### Your task
Type out the material below exactly.

Records from a collection

——————

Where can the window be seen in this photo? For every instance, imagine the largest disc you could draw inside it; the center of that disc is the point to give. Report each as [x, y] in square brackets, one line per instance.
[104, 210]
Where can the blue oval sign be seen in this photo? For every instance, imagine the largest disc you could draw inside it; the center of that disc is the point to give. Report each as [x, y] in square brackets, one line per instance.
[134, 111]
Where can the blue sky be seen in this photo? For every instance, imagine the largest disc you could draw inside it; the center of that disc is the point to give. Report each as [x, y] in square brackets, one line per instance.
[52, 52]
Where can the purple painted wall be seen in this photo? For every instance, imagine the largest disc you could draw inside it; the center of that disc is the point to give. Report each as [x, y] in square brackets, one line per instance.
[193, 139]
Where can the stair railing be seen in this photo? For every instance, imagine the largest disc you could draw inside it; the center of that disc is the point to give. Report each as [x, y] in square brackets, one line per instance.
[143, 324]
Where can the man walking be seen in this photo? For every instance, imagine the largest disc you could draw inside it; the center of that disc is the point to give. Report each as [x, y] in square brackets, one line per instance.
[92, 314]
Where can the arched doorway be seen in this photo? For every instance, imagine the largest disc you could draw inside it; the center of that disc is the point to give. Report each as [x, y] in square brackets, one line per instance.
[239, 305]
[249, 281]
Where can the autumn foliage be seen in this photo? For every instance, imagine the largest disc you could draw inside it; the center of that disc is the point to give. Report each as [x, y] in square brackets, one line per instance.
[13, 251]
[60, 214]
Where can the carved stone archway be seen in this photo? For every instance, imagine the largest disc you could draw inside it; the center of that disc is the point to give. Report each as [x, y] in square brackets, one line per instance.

——————

### Correct output
Where can the window be seen in this photo? For every instance, imagine the largest disc you could draw inside it; the center of that disc is the point to give. Report each as [x, y] in square brackets, one line per instance.
[104, 210]
Where can the blue oval sign be seen in this photo? For every instance, imagine the largest disc you could draw inside it; the center of that disc is the point to give. Report each as [x, y] in square brackets, one line per instance.
[134, 111]
Where can the blue sky be seen in this photo? For every instance, imagine the largest disc you could draw inside it; the center of that disc is the point to give. Report each as [x, y] in square brackets, one line per instance.
[52, 52]
Where can the purple painted wall be seen in this photo? For every instance, imagine the largest disc you could draw inside it; the center of that disc is the point to give. Report each as [x, y] in square brackets, one line per instance.
[193, 139]
Where can the stair railing be seen in this photo? For every instance, imagine the largest disc you could draw inside it; the center of that disc is the point to give. Report each as [x, y] in square brackets, one line per instance.
[143, 324]
Where can the man walking be seen in this photo? For every instance, imagine the largest disc you could draw inside it; the center of that disc is the point to give. Report each as [x, y] in square brackets, one line per instance.
[92, 314]
Where can the arched doorway be seen in this photo? For every instance, imagine the largest disc you could draw inside it; the center of that disc is the point to give. Report each as [x, y] in square brackets, one line per instance.
[239, 305]
[249, 281]
Where can the autumn foliage be seen in this photo? For every instance, imagine the largest disc you could draw inside it; the center of that disc is the point to give. Report each as [x, y] in square brackets, one line per instance.
[13, 251]
[60, 214]
Where can the carved stone archway be seen in this photo? For every instance, imagine the largest disc you could draw inside it; the center of that disc is the point to give. Report each as [x, y] in square brackets, one line per instance.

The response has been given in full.